#### Job 1
Decide whether each statement below agrees with the models overview. Answer yes or no for each, and quote the words of the overview that decide it.
(a) Devstral 2 loads in about 62GB at Q4 on one 96GB card.
(b) Nemotron 3 Super verifies 71.3% on SWE-bench.
(c) Devstral Small 2 runs at 25–35 tok/s on an RTX 4090.
#### Job 2
According to the models overview, under which license is Nemotron 3 Super available?
#### Job 3
Copy the part of the models overview that opens with the words containing "Strip out the" and closes with "multi-user production serving.".

#### Excerpt to read
06 — The ModelsThe open coders worth running yourself.
Strip out the cloud-only giants and four models do the real work for self-hosters. Each is the best answer for a specific hardware budget — from a single consumer GPU up to a 96GB workstation card.
Qwen3-Coder-Next
The single-card sweet spot. ~46GB at Q4_K_M leaves ~50GB for a long KV cache thanks to linear attention, and it verifies around 71.3% on SWE-bench (OpenHands). Open-weight under the Qwen family license (confirm terms before commercial use), ~40–59 tok/s on a 96GB card.
Devstral 2
The top dense open coder at 72.2% SWE-bench Verified (vendor-reported). Loads in ~62GB at Q4 on one 96GB card for single-user work; Mistral recommends 4× H100 for multi-user production serving.
Nemotron 3 Super
NVIDIA’s hybrid Mamba-Transformer MoE fits a 96GB card at ~60GB (Q4) and verifies 60.47% on SWE-bench. A strong long-context option on the NVIDIA Open Model License, on Bedrock and OpenRouter.
Devstral Small 2
The best coder that runs on affordable hardware: 68.0% SWE-bench Verified (vendor-reported), 25–35 tok/s on an RTX 4090, ~55 on an RTX PRO 6000. Mistral built it for single-GPU operation across RTX and DGX Spark.

#### Information provided
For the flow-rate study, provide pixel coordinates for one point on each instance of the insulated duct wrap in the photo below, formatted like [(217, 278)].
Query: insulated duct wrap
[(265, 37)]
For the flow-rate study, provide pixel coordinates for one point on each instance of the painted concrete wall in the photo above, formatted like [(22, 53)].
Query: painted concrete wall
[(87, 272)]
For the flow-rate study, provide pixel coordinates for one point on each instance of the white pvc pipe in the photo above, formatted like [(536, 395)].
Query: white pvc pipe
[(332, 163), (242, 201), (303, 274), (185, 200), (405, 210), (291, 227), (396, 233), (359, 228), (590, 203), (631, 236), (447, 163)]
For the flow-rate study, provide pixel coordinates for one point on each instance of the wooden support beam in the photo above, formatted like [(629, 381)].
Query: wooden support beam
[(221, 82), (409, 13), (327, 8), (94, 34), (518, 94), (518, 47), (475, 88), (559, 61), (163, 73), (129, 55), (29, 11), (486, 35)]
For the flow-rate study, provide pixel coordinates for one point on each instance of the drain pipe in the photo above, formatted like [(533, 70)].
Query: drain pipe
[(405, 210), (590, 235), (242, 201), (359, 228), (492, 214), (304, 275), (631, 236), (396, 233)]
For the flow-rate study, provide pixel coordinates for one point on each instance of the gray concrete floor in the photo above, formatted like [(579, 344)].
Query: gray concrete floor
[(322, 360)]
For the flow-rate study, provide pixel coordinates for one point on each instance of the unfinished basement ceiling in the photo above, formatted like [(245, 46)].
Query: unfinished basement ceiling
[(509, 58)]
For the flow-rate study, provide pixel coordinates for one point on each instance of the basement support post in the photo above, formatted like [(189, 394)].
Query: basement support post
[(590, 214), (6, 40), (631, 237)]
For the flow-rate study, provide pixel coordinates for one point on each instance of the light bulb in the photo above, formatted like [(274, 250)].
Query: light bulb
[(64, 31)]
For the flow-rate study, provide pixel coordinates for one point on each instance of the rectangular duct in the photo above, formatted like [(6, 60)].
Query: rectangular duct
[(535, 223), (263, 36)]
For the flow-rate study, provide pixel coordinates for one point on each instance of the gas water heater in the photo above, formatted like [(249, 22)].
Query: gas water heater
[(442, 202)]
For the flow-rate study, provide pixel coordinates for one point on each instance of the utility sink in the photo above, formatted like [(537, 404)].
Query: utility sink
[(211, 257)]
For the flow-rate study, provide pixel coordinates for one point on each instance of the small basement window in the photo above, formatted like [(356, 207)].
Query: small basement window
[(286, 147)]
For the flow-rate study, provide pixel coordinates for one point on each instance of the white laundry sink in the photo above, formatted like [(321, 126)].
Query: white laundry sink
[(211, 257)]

#### Exercise result 1
(a) Yes: "Loads in ~62GB at Q4 on one 96GB card for single-user work"
(b) No: "verifies 60.47% on SWE-bench"
(c) Yes: "25–35 tok/s on an RTX 4090"

#### Exercise result 2
The NVIDIA Open Model License.

#### Exercise result 3
Strip out the cloud-only giants and four models do the real work for self-hosters. Each is the best answer for a specific hardware budget — from a single consumer GPU up to a 96GB workstation card.
Qwen3-Coder-Next
The single-card sweet spot. ~46GB at Q4_K_M leaves ~50GB for a long KV cache thanks to linear attention, and it verifies around 71.3% on SWE-bench (OpenHands). Open-weight under the Qwen family license (confirm terms before commercial use), ~40–59 tok/s on a 96GB card.
Devstral 2
The top dense open coder at 72.2% SWE-bench Verified (vendor-reported). Loads in ~62GB at Q4 on one 96GB card for single-user work; Mistral recommends 4× H100 for multi-user production serving.